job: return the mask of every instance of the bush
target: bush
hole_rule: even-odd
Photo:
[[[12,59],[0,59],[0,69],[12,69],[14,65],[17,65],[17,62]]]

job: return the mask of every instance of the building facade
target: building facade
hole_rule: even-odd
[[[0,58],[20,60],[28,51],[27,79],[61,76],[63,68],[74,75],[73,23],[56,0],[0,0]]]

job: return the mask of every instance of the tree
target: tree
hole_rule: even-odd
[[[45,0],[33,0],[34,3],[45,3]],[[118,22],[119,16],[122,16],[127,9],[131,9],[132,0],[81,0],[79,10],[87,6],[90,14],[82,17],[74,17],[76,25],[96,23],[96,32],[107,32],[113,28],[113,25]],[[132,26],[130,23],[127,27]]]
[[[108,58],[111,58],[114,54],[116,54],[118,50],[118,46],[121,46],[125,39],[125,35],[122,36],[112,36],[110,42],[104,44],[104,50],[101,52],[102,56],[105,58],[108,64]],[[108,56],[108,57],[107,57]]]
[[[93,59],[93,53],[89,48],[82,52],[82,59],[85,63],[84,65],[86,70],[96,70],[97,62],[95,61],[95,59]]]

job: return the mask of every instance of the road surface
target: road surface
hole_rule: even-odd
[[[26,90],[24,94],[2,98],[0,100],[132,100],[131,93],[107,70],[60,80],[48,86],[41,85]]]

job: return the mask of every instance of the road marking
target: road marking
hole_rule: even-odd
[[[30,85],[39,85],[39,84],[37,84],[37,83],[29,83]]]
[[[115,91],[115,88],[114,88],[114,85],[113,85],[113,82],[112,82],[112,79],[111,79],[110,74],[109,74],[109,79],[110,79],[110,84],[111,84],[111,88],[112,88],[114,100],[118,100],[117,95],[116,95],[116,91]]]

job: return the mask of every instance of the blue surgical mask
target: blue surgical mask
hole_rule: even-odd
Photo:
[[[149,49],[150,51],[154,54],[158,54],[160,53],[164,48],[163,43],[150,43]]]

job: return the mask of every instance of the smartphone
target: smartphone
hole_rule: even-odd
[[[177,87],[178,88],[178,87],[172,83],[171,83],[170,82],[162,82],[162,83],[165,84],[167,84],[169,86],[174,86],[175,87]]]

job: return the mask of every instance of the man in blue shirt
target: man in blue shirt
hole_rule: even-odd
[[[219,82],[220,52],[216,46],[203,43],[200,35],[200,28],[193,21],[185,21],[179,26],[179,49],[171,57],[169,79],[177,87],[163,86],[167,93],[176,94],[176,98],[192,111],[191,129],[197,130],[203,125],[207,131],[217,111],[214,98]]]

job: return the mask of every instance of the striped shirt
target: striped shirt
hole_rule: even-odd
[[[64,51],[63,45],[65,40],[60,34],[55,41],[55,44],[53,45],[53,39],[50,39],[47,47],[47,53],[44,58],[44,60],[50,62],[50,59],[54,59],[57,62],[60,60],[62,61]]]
※ ※ ※
Copy out every line from the one containing "job: return the mask of every instance of the man" to the end of the material, both ends included.

job: return the mask of every instance of the man in blue shirt
target: man in blue shirt
hole_rule: even-odd
[[[219,82],[220,52],[216,46],[203,43],[200,35],[200,28],[193,21],[185,21],[179,26],[179,49],[171,57],[169,79],[177,87],[163,86],[167,93],[176,94],[176,98],[192,111],[191,129],[197,130],[203,125],[207,131],[217,111],[214,98]]]

job: return the mask of every instance of the striped shirt
target: striped shirt
hole_rule: even-odd
[[[64,51],[63,45],[65,40],[60,34],[55,41],[55,44],[53,45],[53,39],[50,39],[47,47],[47,53],[44,58],[44,60],[50,62],[50,59],[54,59],[57,62],[60,60],[62,61]]]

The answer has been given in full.